_GOAL OF THE EXERCISE_
From the records below, extract every line that contains the word "fallen", treating uppercase and lowercase letters as distinct.

_THE INPUT_
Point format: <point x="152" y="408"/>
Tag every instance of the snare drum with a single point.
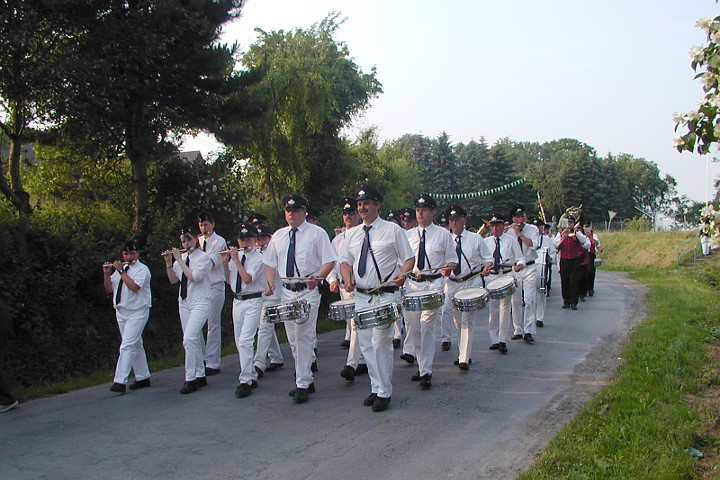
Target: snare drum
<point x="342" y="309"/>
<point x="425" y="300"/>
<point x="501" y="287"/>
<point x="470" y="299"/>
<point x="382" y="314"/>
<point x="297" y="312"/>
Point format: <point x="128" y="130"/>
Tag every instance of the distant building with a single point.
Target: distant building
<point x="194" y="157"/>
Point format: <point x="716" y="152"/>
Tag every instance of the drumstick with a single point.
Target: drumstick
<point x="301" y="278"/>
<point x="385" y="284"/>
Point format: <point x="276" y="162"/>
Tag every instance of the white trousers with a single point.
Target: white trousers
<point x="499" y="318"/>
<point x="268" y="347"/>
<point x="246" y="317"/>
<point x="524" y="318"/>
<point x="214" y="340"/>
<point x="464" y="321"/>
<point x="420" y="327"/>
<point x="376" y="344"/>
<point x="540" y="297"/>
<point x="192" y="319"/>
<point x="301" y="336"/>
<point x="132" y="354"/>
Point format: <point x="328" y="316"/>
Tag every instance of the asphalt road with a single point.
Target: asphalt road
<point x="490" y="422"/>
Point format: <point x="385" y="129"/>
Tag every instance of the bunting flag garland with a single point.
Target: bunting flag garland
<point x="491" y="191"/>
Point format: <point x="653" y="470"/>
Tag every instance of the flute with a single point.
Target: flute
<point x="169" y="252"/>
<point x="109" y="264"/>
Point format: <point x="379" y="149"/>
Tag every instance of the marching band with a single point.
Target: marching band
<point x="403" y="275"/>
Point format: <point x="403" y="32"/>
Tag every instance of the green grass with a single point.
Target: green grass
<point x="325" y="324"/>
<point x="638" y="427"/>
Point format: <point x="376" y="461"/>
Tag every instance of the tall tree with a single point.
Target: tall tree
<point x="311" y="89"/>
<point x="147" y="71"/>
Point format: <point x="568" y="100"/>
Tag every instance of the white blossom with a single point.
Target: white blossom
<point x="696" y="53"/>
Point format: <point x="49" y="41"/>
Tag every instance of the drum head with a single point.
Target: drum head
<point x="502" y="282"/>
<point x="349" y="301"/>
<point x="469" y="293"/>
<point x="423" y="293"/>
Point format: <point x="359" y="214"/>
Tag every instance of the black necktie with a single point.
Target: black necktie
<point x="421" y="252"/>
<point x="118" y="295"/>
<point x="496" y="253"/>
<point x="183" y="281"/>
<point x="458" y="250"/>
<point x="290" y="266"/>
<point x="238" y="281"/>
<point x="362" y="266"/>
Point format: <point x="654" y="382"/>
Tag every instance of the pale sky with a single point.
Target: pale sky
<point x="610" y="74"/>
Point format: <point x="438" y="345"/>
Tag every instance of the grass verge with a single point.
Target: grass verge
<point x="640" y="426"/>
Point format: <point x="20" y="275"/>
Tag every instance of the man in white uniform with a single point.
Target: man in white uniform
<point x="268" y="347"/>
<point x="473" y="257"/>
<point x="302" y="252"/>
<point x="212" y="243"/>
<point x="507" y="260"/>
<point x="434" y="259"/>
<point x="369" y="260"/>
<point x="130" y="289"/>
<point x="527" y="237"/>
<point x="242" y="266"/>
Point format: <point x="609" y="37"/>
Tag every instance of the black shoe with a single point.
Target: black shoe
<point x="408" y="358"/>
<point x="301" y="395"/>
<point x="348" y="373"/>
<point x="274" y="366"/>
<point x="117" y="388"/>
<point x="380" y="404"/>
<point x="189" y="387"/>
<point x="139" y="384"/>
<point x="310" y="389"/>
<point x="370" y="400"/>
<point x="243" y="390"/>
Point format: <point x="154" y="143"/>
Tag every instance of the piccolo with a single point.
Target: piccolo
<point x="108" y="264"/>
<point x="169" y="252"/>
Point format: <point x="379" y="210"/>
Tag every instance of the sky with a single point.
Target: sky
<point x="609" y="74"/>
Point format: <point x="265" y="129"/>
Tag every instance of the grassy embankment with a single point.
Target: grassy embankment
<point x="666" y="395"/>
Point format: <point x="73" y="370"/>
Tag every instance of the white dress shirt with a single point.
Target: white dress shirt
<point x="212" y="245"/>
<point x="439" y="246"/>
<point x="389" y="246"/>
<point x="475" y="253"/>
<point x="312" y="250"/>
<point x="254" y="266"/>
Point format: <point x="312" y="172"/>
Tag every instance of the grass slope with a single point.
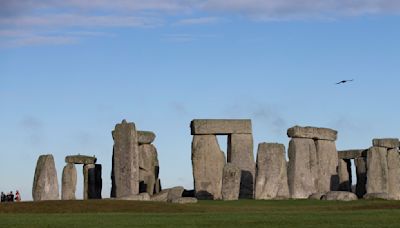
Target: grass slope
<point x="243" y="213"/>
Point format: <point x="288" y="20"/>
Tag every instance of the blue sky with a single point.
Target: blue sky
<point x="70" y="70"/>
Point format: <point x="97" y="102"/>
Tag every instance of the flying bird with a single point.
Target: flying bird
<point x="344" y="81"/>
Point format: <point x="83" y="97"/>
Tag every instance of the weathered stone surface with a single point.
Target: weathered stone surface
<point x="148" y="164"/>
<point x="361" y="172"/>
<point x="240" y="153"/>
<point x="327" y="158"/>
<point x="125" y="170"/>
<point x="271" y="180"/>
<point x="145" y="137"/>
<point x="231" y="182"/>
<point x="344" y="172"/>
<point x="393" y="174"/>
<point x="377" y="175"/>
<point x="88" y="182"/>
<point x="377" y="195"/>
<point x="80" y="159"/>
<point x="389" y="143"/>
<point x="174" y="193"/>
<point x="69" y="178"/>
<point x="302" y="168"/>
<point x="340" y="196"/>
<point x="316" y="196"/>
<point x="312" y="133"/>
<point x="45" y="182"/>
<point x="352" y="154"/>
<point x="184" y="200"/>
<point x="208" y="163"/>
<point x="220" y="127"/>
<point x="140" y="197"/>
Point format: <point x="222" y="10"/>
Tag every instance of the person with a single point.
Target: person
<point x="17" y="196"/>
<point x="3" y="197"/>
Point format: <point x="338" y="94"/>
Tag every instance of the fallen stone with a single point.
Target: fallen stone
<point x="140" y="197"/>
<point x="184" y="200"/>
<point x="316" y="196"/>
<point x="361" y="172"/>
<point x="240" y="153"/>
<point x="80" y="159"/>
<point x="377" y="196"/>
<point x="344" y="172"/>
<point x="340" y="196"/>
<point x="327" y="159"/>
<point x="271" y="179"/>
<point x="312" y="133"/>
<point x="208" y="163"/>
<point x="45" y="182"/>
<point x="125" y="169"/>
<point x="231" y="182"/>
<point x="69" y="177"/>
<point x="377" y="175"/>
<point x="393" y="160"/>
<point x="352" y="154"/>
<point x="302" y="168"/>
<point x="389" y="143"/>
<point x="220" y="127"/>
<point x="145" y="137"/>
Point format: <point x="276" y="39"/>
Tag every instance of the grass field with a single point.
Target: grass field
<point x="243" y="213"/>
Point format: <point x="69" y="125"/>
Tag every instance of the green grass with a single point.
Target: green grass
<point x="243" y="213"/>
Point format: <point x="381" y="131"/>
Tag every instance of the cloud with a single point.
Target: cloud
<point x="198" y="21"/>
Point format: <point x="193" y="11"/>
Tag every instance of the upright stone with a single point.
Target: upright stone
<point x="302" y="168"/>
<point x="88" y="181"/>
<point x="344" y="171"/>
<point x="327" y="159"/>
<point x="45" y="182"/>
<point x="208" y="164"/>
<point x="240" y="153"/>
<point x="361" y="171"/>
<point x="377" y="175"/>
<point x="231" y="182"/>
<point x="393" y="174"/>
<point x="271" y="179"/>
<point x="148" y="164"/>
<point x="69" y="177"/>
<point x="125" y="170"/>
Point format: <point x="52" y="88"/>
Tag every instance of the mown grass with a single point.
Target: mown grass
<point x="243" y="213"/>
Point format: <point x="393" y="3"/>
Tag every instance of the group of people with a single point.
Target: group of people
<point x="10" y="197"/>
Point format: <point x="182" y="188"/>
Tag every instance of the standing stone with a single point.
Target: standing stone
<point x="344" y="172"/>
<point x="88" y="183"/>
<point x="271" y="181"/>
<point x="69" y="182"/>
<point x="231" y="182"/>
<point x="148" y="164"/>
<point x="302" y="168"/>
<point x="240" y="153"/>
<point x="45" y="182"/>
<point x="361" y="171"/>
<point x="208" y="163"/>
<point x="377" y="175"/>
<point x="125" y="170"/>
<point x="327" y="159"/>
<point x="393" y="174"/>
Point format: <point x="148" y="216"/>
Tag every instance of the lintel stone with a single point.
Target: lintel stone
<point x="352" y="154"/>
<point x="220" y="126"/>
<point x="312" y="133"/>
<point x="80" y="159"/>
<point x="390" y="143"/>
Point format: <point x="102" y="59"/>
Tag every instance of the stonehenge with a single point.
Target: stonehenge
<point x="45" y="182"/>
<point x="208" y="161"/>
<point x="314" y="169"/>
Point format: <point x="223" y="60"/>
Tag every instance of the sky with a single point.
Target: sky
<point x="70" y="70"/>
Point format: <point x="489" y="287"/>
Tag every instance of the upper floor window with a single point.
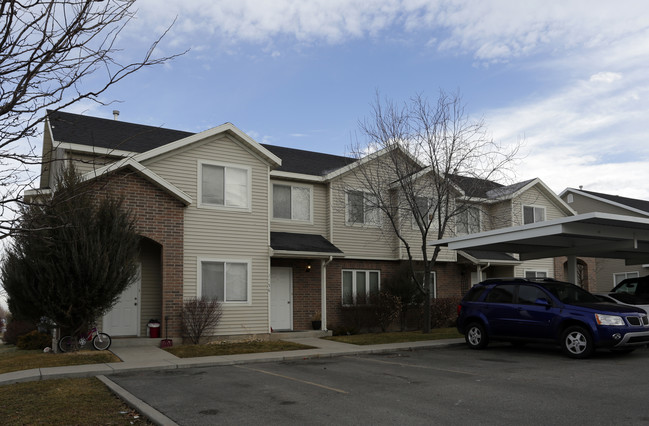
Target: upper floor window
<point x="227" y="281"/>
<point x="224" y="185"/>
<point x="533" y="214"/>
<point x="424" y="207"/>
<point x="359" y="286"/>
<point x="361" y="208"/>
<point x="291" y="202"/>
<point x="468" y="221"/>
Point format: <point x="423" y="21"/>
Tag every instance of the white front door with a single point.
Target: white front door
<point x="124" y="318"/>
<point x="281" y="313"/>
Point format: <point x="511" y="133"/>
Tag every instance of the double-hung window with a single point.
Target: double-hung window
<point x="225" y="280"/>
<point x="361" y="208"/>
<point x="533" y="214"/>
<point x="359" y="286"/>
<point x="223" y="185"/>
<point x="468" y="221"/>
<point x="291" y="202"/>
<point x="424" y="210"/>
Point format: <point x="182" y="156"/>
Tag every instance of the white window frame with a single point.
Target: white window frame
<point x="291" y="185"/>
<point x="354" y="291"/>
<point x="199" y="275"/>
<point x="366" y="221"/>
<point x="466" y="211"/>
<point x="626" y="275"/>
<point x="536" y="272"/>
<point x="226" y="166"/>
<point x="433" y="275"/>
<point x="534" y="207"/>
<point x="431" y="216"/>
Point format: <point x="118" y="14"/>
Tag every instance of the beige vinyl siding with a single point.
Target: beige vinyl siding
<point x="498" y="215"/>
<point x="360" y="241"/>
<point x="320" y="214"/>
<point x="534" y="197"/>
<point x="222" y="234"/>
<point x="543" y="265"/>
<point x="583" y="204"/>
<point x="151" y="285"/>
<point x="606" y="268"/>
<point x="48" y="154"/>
...
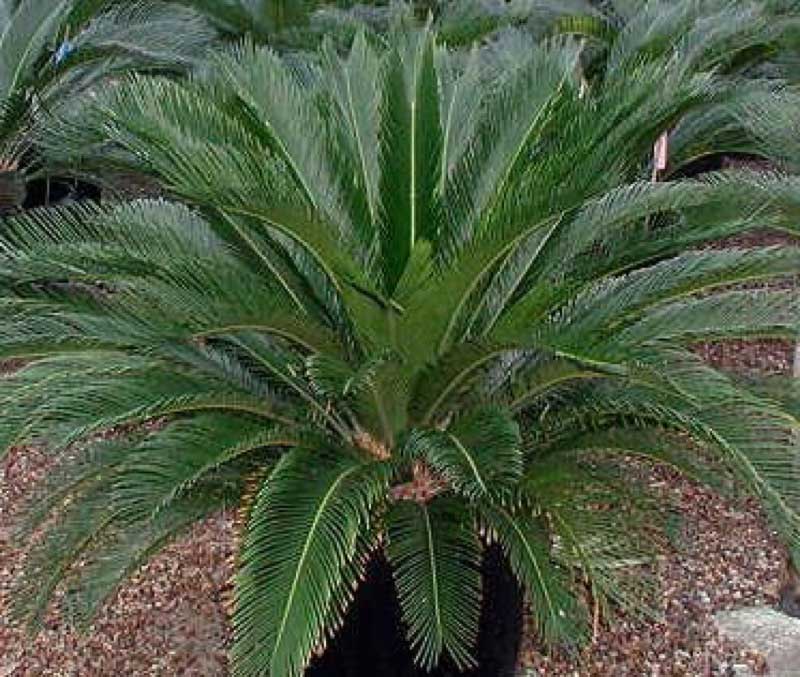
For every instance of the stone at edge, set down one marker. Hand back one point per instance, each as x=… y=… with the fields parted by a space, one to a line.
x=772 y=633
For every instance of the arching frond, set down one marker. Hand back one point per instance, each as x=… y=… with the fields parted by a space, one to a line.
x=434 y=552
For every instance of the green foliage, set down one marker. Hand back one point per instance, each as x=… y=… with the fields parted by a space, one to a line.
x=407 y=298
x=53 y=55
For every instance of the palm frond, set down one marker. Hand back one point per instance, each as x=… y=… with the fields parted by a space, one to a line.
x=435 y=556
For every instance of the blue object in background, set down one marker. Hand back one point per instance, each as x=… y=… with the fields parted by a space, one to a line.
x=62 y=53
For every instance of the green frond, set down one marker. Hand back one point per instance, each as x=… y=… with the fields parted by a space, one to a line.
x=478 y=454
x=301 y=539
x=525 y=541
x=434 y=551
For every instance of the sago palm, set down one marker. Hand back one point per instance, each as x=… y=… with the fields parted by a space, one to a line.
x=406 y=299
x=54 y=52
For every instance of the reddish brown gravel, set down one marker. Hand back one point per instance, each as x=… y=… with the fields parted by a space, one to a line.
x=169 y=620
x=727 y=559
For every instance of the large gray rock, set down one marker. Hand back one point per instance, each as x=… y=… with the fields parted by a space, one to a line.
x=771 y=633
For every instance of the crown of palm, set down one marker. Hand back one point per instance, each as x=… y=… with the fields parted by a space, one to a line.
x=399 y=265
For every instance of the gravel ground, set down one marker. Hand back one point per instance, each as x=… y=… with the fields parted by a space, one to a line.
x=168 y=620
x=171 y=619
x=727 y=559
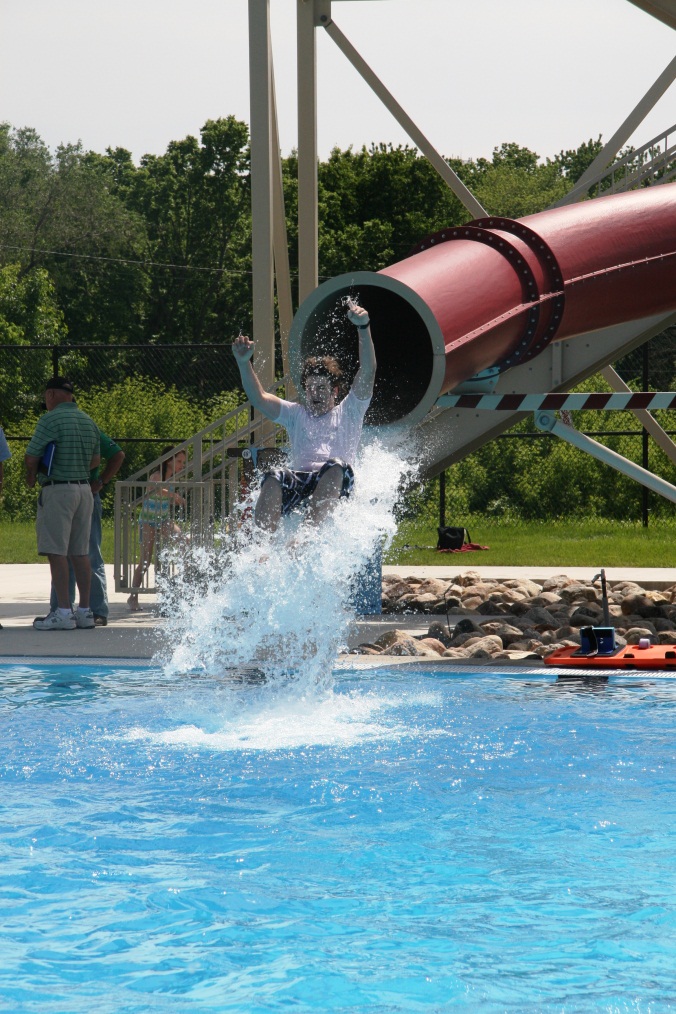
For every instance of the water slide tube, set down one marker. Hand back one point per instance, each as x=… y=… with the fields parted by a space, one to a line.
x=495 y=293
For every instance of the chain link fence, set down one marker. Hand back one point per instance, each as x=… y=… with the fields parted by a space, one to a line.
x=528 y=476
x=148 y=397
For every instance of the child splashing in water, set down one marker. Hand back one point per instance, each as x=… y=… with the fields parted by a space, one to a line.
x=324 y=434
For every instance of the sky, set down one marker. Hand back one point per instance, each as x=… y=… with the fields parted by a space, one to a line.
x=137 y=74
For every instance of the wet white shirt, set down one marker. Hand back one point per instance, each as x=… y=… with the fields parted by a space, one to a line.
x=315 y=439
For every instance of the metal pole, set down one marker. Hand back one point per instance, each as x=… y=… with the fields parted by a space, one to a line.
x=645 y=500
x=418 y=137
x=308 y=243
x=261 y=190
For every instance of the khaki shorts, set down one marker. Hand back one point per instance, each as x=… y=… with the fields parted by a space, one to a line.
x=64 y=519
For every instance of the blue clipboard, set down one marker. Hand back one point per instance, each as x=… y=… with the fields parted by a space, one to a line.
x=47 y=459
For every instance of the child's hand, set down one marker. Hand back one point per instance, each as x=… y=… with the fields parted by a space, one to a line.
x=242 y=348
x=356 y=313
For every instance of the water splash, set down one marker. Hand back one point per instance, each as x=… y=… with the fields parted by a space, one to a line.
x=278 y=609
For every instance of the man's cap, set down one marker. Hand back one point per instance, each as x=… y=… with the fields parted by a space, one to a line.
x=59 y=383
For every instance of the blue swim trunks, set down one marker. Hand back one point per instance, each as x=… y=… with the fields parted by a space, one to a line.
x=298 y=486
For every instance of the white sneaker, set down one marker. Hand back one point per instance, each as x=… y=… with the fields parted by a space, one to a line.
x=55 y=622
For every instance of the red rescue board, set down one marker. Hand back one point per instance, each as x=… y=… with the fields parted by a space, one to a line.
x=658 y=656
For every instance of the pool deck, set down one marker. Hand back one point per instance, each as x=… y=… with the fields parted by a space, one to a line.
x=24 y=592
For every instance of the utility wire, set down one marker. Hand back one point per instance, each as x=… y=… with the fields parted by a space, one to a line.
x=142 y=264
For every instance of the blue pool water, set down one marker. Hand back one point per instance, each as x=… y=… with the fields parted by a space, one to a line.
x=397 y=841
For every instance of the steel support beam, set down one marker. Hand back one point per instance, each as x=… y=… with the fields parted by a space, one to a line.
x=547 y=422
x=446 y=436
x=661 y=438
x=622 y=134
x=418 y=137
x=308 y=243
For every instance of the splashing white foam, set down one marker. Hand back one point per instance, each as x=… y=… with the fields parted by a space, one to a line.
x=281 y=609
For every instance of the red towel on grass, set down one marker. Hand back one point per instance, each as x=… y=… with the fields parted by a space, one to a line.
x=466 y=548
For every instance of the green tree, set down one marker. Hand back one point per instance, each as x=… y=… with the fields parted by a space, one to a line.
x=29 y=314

_TASK ANSWER_
Tag every instance of the fallen stone with a single point.
Target: fallen stone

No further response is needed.